#### Material for this exercise ####
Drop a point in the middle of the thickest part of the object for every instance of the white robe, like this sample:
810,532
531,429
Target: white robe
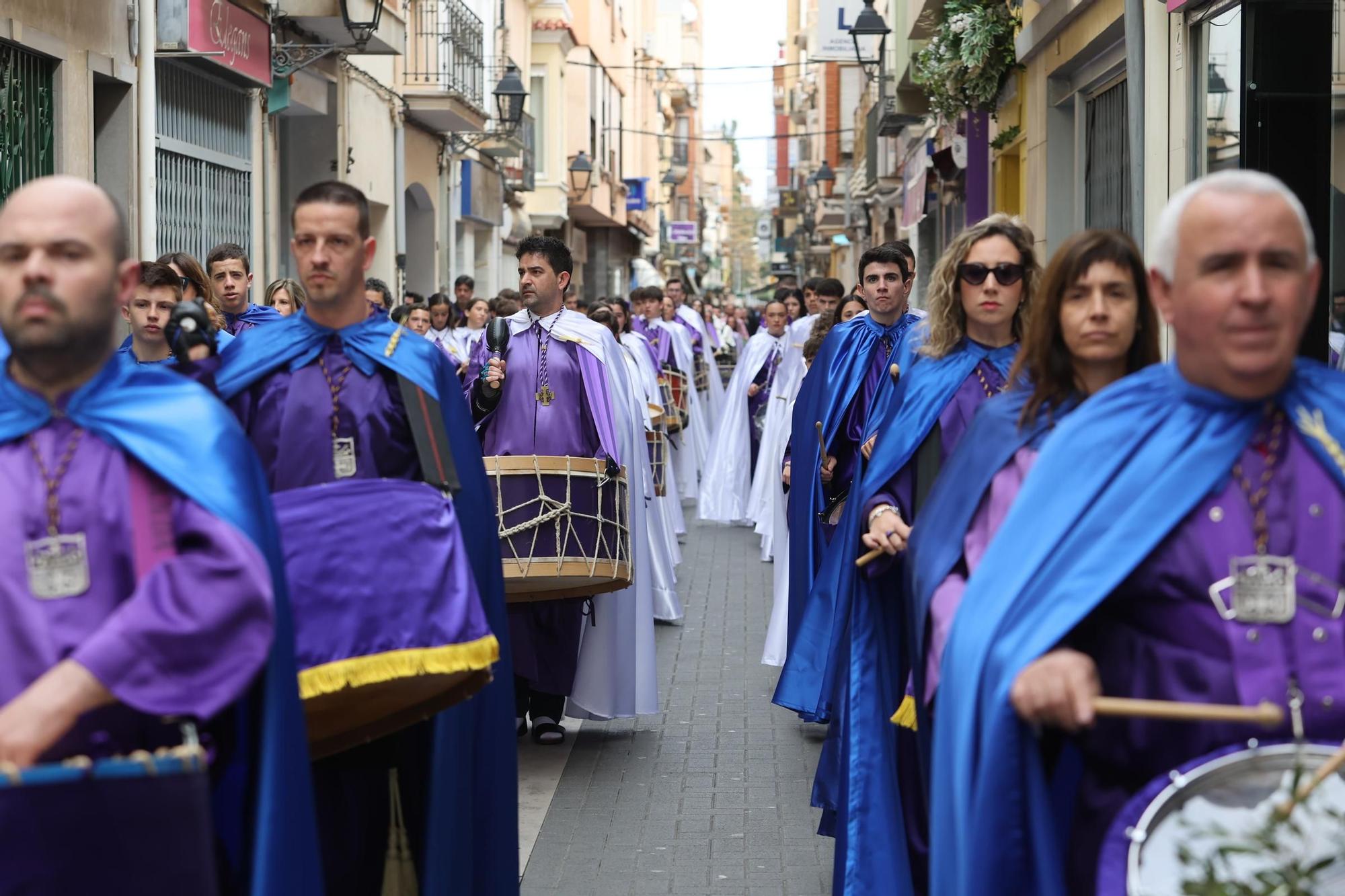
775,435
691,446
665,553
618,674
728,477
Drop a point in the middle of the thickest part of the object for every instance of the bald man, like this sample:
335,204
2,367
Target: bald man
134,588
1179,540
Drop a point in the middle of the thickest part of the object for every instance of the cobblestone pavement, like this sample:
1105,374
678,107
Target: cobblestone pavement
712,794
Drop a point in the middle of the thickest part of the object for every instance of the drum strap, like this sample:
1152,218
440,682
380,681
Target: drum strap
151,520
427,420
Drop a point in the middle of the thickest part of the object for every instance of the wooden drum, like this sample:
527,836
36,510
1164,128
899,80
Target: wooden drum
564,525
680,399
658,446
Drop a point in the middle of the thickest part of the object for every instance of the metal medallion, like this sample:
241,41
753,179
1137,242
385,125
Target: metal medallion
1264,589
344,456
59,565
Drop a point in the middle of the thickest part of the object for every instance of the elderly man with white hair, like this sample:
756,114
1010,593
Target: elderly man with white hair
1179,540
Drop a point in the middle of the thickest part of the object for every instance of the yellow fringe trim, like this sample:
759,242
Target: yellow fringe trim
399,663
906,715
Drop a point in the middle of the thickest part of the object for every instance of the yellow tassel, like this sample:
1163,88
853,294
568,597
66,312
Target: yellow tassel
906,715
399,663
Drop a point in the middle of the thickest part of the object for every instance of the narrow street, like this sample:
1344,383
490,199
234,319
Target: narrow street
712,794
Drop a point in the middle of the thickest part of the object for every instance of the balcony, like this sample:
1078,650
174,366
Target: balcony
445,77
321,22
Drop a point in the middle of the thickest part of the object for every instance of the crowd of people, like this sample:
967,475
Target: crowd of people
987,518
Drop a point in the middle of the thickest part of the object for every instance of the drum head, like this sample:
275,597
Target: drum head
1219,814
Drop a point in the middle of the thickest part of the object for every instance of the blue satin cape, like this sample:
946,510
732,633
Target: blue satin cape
####
• Problem details:
Go back to the entries above and restate word for word every line from the first through the one that contains "drum strap, like", leaving the pictures behind.

• Response:
Drop a point in the middle of the thickest part of the object for every instance of the white robe, like this sample:
810,532
531,429
Target: white robe
775,435
691,446
665,553
618,674
728,477
Drop a point in the middle of the thickest part of the object for every instance of the bald man, like this sample:
335,204
2,367
Target: bald man
134,588
1179,540
Drop a point in the middle of the thickest part of the object for every instance of the cobblestone pavement, like this sample:
1105,374
678,107
Target: cobblestone pavement
712,794
Drop a point in the middle of the thickest part of the object for every instance of the drum strap, like this sample:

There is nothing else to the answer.